### Source excerpt:
==============================

Skip to content

AndPotap/afr

Repository files navigation

Automatic Feature Reweighting (AFR)

This repository contains the code for the paper Simple and Fast Group Robustness by Automatic Feature Reweighting by Shikai Qiu, Andres Potapczynski, Pavel Izmailov and Andrew Gordon Wilson (ICML 2023).

Introduction

Robustness to spurious correlations is of foundational importance for the reliable deployment of machine learning systems in the real-world, where it is common that deep learning models fail to generalize on unusual examples and minority groups in the data. Standard methods for reducing the reliance on spurious features typically assume that we know what the spurious feature is, which is rarely true in the real world. Methods that attempt to alleviate this limitation are complex, hard to tune, and lead to a significant computational overhead compared to standard training. To address these limitations, we propose Automatic Feature Reweighting (AFR), a simple method that is easy to implement, does not require group annotations on the training data or manual intervention from experts, and is computationally cheap to run and tune.

Image

(Left) Test worst-group accuracy and (right) training time comparison on Waterbirds for state-of-the-art methods that do not use group information during training. AFR outperforms the baselines, while only requiring a small fraction of compute time.

AFR achieves state-of-the-art results across a wide variety of benchmarks without requiring group labels through training, and with fast training times that are only marginally longer than standard ERM. We summarize the worst group accuracy achieved by AFR and competing methods on benchmark datasets in the table below.

==============================

### Dataset excerpts:

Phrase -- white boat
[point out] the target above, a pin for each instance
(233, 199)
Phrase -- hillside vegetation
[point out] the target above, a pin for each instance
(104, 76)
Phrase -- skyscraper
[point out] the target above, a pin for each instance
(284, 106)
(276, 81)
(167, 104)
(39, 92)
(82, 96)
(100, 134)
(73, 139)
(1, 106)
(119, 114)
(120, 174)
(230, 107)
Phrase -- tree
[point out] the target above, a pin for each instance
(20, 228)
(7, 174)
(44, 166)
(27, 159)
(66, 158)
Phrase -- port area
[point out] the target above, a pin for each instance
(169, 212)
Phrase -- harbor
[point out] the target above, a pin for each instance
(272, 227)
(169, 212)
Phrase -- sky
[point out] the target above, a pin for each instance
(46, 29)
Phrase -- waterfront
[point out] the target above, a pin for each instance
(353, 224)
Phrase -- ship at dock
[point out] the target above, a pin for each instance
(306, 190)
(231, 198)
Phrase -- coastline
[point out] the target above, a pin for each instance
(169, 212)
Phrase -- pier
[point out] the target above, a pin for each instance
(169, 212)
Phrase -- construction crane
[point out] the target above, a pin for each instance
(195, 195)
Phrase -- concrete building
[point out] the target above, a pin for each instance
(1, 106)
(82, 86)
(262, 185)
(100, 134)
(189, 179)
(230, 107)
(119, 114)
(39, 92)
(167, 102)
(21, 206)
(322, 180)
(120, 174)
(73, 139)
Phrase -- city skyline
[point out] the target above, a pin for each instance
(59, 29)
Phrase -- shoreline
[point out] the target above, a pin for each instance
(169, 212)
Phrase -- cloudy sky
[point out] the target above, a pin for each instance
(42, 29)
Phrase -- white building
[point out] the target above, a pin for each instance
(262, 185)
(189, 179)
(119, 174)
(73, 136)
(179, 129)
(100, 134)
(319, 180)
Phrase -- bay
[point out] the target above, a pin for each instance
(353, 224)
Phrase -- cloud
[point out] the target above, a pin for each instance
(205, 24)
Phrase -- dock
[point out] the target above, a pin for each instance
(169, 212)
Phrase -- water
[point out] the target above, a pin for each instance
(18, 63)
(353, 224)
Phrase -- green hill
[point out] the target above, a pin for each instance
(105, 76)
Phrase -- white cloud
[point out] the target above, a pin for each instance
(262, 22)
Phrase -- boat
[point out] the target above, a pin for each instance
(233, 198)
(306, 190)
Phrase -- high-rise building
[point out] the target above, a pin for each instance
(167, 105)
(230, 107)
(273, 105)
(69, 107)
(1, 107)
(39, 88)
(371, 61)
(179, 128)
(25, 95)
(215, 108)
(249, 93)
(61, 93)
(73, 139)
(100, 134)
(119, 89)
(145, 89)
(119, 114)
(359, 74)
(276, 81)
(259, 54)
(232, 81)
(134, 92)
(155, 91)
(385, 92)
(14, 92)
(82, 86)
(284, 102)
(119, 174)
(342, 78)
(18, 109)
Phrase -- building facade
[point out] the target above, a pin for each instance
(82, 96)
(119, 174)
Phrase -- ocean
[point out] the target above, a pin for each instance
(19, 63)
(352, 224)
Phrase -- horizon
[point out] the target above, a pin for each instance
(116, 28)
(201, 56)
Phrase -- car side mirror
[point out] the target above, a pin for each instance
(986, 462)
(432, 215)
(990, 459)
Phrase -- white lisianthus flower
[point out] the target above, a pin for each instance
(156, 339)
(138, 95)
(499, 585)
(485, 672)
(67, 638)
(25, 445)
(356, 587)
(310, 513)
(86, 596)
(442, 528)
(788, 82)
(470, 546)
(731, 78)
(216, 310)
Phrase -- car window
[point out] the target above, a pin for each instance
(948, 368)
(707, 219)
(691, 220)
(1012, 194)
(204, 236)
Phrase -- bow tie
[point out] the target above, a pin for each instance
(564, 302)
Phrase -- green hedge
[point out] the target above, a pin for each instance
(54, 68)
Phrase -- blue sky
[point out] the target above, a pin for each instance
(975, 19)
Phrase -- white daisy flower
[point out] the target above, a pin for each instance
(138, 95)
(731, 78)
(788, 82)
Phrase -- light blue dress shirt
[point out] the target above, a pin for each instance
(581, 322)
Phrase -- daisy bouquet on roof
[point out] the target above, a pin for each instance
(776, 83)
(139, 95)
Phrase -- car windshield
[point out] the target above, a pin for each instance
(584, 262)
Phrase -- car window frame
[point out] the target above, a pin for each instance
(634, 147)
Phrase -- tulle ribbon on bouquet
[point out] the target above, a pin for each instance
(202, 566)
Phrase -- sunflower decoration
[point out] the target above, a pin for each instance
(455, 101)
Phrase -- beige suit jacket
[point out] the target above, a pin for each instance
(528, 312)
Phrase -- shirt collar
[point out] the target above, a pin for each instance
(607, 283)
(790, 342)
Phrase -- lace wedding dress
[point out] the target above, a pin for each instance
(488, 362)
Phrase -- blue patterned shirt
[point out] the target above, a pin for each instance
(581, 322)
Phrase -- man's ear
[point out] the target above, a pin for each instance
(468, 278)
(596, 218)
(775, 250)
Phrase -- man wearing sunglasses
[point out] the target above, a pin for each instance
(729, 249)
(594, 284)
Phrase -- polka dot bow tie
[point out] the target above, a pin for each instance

==============================

### Given exercise 1:
Transcribe the passage of the Automatic Feature Reweighting README, starting at "AFR achieves state-of-the-art" and ending at "the table below.".
### Given exercise 2:
Write the next part of the Automatic Feature Reweighting README, picking up after its final sentence.

### Expected answer 1:
AFR achieves state-of-the-art results across a wide variety of benchmarks without requiring group labels through training, and with fast training times that are only marginally longer than standard ERM. We summarize the worst group accuracy achieved by AFR and competing methods on benchmark datasets in the table below.

### Expected answer 2:
Method Waterbirds CelebA MultiNLI CivilComments Chest X-Ray
ERM 72.6 47.2 67.9 57.4 4.4
JTT 86.7 81.1 72.6 69.3 52.3
CNC 88.5±0.3 88.8±0.9 - 68.9±2.1 -
AFR (Ours) 90.4±1.1 82.0±0.5 73.4±0.6 68.7±0.6 56.0±3.4

Citation

If you find AFR useful, please cite our work:

@article{qiu2023afr,
    title={{Simple and Fast Group Robustness by Automatic Feature Reweighting}},
    author={Shikai Qiu and Andres Potapczynski and Pavel Izmailov and Andrew Gordon Wilson},
    journal={International Conference on Machine Learning (ICML)},
    year={2023}
}

Installation and Requirements

Simply clone the repo and install the requirements by sourcing scripts/requirements.sh. We opted for having the requirements in a bash script rather than the usual formats to make it easier to see and install the version of PyTorch that we used in the project. The most important requirements are:

  • PyTorch. ML framework used in the project.
  • transformers. To load language models used for text benchmarks.
  • timm. To load vision models used for image benchmarks.
  • wandb. To perform logging and hyperparameter sweeps.

It is also required that you have access to the datasets that you want to run as benchmarks.

File Structure

.
├── data --> groups several utils for loading dataset and augmentations
│   ├── augmix_transforms.py
│   ├── dataloaders.py
│   ├── datasets.py --> contains the base clases for managing the datasets and groups
│   ├── data_transforms.py
│   ├── __init__.py
├── logs --> where experimental results get saved
├── losses --> comprises the loss functions used
│   └── __init__.py
├── models --> incorporates all the model definitions used in the experiments
│   ├── __init__.py  --> most model definitions
│   ├── model_utils.py
│   ├── preresnet.py
│   └── text_models.py
├── optimizers --> has the optimizers used in the experiments
│   └── __init__.py
├── notebooks --> provides easy-to-use notebooks for running AFR on Waterbirds, CelebA, MultiNLI, and CivilComments
│   ├── wb_celeba.ipynb
│   ├── multnli.ipynb
│   └── civil.ipynb
├── README.md
├── scripts
│   └── requirements.sh
├── setup.cfg --> yapf linter settings used in the project
├── train_embeddings.py --> main script to train from embeddings (second stage)
├── train_supervised.py --> main script used to run checkpoints (first stage)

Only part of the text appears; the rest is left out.